- **Task goal**
The lines to repeat run from the one containing "Practice step: find the basketball player" through the last line of the records below; repeat them exactly and give nothing more.

- **Extracted material**
━━━━━━━━━━━━━━━━━━━━

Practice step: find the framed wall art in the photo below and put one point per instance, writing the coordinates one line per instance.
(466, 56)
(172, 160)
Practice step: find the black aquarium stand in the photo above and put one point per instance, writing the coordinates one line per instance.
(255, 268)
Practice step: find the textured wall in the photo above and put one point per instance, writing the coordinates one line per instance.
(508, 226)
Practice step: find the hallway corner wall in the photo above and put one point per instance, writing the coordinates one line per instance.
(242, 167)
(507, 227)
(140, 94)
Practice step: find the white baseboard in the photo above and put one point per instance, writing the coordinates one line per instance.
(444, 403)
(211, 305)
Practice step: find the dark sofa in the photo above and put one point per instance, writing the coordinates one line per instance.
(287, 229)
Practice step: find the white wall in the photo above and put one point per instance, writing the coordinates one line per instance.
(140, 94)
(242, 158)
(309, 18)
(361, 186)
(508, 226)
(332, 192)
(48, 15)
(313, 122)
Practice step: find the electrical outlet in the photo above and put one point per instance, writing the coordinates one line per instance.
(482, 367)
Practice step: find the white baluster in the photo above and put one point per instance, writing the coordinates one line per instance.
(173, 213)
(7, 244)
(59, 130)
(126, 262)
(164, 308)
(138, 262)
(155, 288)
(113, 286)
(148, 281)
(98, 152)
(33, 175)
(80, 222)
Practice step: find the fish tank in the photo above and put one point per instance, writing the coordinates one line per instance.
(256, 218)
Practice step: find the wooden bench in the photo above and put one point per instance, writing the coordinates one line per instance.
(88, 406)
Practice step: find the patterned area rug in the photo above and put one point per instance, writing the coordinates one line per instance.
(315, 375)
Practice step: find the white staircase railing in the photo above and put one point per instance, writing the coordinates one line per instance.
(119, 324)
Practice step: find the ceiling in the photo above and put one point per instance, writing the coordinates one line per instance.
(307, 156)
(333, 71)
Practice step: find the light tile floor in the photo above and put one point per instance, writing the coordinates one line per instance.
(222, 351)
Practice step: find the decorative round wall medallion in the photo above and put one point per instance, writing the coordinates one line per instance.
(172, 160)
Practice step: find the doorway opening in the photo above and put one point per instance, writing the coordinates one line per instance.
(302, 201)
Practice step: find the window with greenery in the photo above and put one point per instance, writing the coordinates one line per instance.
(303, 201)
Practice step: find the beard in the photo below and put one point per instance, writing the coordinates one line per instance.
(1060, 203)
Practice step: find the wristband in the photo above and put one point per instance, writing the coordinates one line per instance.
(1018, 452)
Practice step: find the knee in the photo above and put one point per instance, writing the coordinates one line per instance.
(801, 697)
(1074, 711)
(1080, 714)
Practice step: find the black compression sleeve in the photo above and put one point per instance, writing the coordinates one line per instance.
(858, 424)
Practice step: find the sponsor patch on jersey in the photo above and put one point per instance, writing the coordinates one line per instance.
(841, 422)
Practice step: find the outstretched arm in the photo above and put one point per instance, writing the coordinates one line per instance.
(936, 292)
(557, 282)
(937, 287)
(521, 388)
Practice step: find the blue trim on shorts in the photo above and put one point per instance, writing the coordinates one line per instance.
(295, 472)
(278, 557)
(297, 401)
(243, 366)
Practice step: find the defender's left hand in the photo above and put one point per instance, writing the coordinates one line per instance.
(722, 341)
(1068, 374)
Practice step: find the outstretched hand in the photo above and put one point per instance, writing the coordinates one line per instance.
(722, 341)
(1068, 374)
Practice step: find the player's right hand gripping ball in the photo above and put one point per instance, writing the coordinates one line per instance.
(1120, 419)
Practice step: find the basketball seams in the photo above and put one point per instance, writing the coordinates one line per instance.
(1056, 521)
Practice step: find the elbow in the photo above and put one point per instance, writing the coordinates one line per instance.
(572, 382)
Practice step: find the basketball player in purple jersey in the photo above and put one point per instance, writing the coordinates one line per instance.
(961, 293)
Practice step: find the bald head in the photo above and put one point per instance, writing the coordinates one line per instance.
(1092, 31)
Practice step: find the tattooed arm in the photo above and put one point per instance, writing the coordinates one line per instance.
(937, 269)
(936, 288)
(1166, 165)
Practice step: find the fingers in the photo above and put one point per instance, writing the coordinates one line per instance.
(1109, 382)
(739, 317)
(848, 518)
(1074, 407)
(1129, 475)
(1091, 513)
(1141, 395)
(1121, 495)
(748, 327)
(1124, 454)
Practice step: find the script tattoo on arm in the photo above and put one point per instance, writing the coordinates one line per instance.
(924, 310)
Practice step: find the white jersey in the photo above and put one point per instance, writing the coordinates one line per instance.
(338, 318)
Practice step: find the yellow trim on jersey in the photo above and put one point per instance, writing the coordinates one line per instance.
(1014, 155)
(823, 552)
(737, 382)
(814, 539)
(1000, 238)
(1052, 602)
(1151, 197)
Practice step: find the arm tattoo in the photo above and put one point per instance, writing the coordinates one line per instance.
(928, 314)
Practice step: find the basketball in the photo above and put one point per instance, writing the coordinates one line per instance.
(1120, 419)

━━━━━━━━━━━━━━━━━━━━

- **Result for this task**
Practice step: find the basketball player in purple jersey in the photo above and put one point per instance, writing the coordinates one line per instance.
(961, 293)
Practice step: find the bald head in the photo above and put one point per instance, writing the coordinates one line per instance.
(1092, 31)
Practice step: find the tattooed arm in the photo above and put one point per instance, writing the coordinates one line per instance.
(937, 269)
(936, 288)
(1166, 165)
Practice step: find the fingers in the photo above and put one point per instance, writing the coordinates one line per instance.
(1109, 382)
(739, 317)
(848, 518)
(1074, 407)
(1129, 475)
(1091, 513)
(1141, 395)
(1121, 495)
(748, 327)
(1124, 454)
Practice step: find the script tattoo on arm in the photo above and put one point per instance, writing the coordinates one line per instance.
(924, 310)
Practice step: find the white jersey in the photo above and put one point per instance, writing the coordinates one line per instance.
(338, 318)
Practice step: find the yellow trim on jersey in the photo above and put one point per instance, writing the coordinates one line per instance.
(1014, 155)
(823, 552)
(737, 382)
(814, 539)
(1000, 238)
(1052, 602)
(1151, 197)
Practice step: find the arm tattoo in the photo above and put one point per instance, writing the coordinates one line per instance.
(928, 314)
Practice step: find the basketball in the photo above and put one point per instance, writing the coordinates one line per instance.
(1120, 419)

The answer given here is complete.